[GIVEN PASSAGE]:

FBI looks for U.S. source of anthrax
WHEN THE deadly anthrax attacks hit the headlines in October, U.S. officials didn't let a little thing like evidence get in the way of pointing the finger at Iraq. A month later, four people are dead, more than a dozen others are infected--and only now have authorities begun to admit that the attacks might well have come from "homegrown" terrorists.
Last week, federal officials reported that anthrax sent through the mail to Senate Majority Leader Tom Daschle and media outlets in New York and Florida was missing a coating of bentonite that UN weapons inspectors say was typical to Iraq's biological weapons program. Plus FBI attempts to link anthrax to the cars or apartments of the September 11 hijackers have turned up nothing.
The media leapt to the conclusion that the anthrax letters must have been written by a Muslim since they contain the phrase "Allah is great." But there are inconsistencies. For example, the date written at the top of the letters is "09-11-01"--an American way of writing dates.
In fact, the anthrax attacks have the signature of Nazi terrorism. In recent years, Nazi groups have mailed a rash of anthrax threats to abortion clinics. And the Nazis themselves say that they're thrilled with not only the anthrax threats but the September 11 attacks.
"The enemy of our enemy is, for now at least, our friend," Billy Roper of the white supremacist National Alliance wrote on the Internet. "Anyone who is willing to drive a plane into a building to kill Jews is alright by me."
But Washington isn't concerned about these facts. "Whether or not Saddam is implicated directly in the anthrax attacks or the horrors of September 11, he is, by any common definition, a terrorist who must be removed," Sen. Joe Lieberman (D-Conn.) wrote in the Wall Street Journal.
What Washington really cares about is whipping up hysteria to help them extend their war to Iraq.

[STORED DATA]:

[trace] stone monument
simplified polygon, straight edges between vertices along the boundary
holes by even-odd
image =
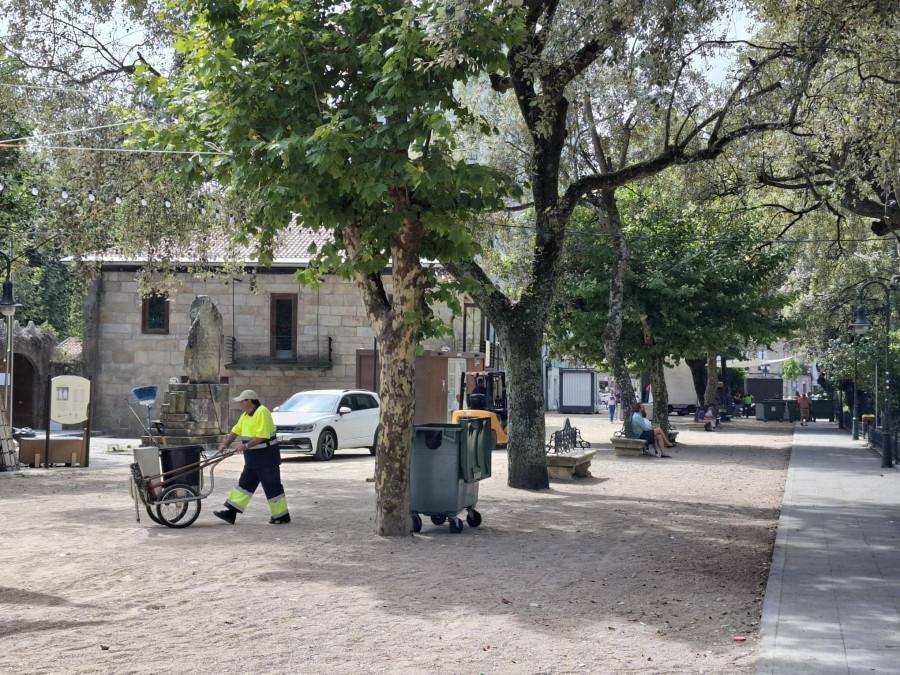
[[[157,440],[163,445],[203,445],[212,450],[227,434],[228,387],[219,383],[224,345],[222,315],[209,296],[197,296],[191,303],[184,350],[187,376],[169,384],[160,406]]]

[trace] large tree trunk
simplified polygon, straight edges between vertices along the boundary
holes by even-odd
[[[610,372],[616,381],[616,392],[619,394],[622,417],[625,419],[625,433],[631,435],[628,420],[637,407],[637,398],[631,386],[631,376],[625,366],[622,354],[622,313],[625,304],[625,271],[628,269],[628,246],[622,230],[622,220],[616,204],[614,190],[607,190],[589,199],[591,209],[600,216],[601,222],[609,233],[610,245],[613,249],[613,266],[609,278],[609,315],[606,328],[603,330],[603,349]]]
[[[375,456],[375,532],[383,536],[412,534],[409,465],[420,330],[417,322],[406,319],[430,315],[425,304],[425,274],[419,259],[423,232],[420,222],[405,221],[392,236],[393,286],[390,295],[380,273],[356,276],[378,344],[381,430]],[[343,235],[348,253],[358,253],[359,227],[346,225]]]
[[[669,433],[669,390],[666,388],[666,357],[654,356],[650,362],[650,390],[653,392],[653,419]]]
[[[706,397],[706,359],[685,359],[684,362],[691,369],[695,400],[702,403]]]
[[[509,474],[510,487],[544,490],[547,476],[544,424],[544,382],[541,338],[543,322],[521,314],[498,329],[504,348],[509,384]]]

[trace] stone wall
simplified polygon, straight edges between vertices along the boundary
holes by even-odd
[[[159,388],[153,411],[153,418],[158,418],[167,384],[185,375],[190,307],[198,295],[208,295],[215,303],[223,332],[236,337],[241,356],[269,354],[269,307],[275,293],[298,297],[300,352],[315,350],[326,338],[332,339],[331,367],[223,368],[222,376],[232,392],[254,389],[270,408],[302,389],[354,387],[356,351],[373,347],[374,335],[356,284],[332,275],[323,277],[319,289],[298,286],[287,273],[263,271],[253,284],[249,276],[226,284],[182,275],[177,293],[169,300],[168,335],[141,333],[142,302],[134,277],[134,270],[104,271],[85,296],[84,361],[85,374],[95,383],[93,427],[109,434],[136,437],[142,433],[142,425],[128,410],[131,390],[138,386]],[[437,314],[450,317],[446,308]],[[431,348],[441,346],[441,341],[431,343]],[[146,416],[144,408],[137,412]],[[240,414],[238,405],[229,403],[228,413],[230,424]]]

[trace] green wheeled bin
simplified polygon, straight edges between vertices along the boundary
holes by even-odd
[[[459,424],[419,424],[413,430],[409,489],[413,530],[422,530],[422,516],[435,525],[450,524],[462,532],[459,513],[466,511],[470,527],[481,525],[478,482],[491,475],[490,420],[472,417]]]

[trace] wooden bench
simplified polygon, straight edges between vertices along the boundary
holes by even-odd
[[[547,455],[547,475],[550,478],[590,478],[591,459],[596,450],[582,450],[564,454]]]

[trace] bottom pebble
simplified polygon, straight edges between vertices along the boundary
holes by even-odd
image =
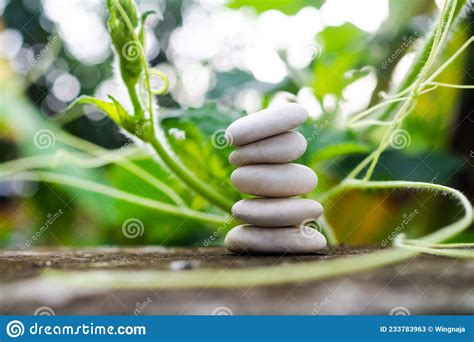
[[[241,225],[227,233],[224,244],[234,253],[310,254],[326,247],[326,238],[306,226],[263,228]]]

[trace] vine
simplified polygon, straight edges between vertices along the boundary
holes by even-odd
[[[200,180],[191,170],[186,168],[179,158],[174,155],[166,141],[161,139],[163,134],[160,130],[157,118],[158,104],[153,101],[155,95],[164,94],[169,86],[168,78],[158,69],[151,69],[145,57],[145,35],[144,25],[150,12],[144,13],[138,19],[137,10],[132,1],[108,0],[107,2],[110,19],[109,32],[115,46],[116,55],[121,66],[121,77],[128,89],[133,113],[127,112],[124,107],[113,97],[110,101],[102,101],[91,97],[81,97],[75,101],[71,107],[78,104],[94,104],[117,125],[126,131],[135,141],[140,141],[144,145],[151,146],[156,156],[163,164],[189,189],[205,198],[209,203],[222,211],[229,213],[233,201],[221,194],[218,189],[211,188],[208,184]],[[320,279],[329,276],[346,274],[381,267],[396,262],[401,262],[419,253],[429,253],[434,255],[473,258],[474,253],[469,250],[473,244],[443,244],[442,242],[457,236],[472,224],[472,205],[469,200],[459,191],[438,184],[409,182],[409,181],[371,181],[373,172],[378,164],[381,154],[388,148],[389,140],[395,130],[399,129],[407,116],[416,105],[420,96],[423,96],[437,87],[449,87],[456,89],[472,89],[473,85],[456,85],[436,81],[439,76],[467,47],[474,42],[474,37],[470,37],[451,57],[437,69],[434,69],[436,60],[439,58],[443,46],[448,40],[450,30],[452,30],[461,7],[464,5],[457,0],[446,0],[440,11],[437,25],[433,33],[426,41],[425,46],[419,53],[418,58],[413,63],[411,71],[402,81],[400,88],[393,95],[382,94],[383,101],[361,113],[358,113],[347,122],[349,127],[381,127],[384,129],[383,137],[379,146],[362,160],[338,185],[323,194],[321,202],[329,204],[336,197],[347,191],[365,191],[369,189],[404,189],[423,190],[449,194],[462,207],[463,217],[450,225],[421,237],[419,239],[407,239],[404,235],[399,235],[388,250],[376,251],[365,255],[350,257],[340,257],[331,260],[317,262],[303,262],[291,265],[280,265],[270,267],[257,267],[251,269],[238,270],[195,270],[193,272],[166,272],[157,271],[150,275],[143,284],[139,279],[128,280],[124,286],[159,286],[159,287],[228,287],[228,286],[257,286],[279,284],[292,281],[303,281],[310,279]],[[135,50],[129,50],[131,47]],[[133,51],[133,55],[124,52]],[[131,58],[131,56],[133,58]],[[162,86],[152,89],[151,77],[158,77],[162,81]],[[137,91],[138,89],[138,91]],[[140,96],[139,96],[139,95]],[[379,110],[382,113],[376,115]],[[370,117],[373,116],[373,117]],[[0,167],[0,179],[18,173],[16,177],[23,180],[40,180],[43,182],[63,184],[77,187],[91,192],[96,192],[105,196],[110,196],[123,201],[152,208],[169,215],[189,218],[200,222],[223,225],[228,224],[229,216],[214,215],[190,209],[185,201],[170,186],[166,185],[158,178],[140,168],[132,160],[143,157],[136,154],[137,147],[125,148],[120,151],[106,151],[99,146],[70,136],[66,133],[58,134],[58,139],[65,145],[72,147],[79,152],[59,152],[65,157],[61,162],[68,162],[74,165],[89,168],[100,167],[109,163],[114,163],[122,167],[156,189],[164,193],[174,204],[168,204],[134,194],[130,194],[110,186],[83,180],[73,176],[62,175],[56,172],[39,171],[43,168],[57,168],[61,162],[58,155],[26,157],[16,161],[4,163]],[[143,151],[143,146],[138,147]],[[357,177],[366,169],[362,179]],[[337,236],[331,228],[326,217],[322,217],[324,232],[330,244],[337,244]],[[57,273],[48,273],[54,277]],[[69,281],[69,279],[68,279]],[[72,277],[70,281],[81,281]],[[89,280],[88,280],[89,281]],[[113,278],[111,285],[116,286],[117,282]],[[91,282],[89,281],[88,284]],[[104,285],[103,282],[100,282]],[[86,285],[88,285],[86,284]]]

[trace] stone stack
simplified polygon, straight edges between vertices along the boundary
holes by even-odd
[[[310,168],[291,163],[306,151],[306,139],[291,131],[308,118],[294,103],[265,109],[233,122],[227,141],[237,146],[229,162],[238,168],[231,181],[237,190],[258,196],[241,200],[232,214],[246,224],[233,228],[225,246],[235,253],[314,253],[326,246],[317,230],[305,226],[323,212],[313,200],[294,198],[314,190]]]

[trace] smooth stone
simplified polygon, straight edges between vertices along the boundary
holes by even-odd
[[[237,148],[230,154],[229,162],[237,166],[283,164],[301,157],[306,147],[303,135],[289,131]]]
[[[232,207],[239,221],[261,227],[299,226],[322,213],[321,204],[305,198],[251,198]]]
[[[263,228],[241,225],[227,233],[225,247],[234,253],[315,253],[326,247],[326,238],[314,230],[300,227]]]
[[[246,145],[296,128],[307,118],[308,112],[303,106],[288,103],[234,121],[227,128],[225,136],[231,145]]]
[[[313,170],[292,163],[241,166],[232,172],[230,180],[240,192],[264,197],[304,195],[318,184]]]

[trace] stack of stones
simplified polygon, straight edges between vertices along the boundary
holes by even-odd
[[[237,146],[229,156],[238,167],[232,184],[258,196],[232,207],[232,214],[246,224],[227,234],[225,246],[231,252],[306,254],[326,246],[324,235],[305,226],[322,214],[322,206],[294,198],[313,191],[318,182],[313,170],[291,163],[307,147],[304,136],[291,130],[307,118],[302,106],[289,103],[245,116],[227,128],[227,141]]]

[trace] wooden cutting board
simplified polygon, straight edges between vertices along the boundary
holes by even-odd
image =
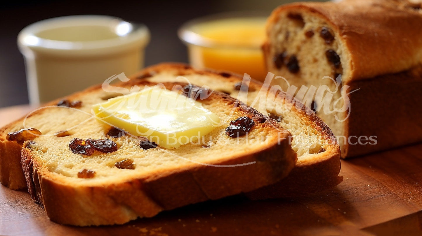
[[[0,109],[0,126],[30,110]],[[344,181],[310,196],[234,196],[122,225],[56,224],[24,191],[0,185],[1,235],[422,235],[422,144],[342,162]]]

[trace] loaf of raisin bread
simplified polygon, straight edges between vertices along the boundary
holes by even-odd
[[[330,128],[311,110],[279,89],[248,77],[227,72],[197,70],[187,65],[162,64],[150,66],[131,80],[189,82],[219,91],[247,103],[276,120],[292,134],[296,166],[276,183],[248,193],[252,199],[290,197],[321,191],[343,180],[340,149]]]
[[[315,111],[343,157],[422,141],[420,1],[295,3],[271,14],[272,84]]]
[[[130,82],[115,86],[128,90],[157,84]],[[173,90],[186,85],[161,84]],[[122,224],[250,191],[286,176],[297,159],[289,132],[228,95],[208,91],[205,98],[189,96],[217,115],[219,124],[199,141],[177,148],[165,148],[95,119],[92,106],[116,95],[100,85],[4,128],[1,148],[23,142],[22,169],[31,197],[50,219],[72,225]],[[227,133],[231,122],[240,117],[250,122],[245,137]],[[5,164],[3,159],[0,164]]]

[REQUIRED ACTION 1]:
In the anthrax article, what are the answers to these questions?
(a) What coating, which UN weapons inspectors call typical of Iraq's biological weapons program, was missing from the mailed anthrax?
(b) What date is written at the top of the anthrax letters?
(c) What organization is Billy Roper part of?
[REQUIRED ACTION 2]:
Write out the anthrax article exactly, from "FBI looks for" up to and including "turned up nothing.".

[WRITTEN RESPONSE 1]:
(a) Bentonite.
(b) "09-11-01."
(c) The white supremacist National Alliance.

[WRITTEN RESPONSE 2]:
FBI looks for U.S. source of anthrax
WHEN THE deadly anthrax attacks hit the headlines in October, U.S. officials didn't let a little thing like evidence get in the way of pointing the finger at Iraq. A month later, four people are dead, more than a dozen others are infected--and only now have authorities begun to admit that the attacks might well have come from "homegrown" terrorists.
Last week, federal officials reported that anthrax sent through the mail to Senate Majority Leader Tom Daschle and media outlets in New York and Florida was missing a coating of bentonite that UN weapons inspectors say was typical to Iraq's biological weapons program. Plus FBI attempts to link anthrax to the cars or apartments of the September 11 hijackers have turned up nothing.